Requirements: Rewrite every one of the records below with "single point" replaced by "single dot" and all other text left unchanged. Leave the pictures out of your version.

[start of Records provided]

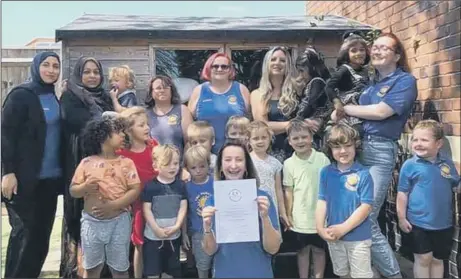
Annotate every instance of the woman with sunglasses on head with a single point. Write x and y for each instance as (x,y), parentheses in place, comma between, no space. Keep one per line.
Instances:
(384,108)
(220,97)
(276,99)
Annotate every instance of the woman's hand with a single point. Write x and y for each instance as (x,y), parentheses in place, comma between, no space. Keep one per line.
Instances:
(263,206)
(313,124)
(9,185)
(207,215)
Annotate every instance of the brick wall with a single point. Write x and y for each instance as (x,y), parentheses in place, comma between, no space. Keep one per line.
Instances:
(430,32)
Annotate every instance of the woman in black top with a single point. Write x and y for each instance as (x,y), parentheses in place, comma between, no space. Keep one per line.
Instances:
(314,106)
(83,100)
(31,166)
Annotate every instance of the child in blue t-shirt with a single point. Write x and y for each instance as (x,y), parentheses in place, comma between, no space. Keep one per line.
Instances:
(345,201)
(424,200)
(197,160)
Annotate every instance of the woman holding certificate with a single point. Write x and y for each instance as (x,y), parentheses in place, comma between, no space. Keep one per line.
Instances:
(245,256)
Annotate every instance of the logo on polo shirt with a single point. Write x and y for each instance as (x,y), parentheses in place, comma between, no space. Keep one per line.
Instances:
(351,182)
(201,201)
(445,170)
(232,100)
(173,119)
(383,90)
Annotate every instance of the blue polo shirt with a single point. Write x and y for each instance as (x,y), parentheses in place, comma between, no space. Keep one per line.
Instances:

[end of Records provided]

Answer to the task:
Annotate every instance of the woman with sunglasses on head with a single dot. Write x and y for each instance as (x,y), parentheses in place, comma between, no space. Keep one per line.
Instances:
(384,108)
(220,97)
(276,99)
Annotate every instance of the woman's hand with a single dot. Write x and y for each instance as (x,y), parentheses in place, comma between, no space. Keep one per line.
Instances:
(263,206)
(313,124)
(9,185)
(207,215)
Annotate every instance of the brick wall with a single dot. Write x and y for each instance as (x,y), parentheses in place, comma between, no space. Keep one per line.
Instances:
(430,32)
Annotate every instance of the woman in black top with a single dot. Write x and y for each instance as (x,y), parentheses in place, comma between, no space. Keep one per line.
Instances:
(314,106)
(83,100)
(31,166)
Annotate every instance of the child in blue t-shirt with a single dot. Write x and y for each instance as (x,y), parentheses in place, comma between, no space. Keep one per line.
Instances:
(345,201)
(424,200)
(197,160)
Annotate every instance of the woman holding certificate with a single dot. Write x and y for each instance as (x,y), parentheses in place, comma between, no space. Keep one per line.
Instances:
(245,256)
Annotate every instance of the logo on polo shirt with a single dot. Write x and y for each instance as (x,y), parentheses in place, comma between, no space. Keep one per line.
Instances:
(351,182)
(201,201)
(445,170)
(232,100)
(173,119)
(383,90)
Annotate every instance of the blue polo shirt with a single dot. Write x and y for each instance as (x,y), parentheses in place, comma between, no space. Keep one per line.
Instances:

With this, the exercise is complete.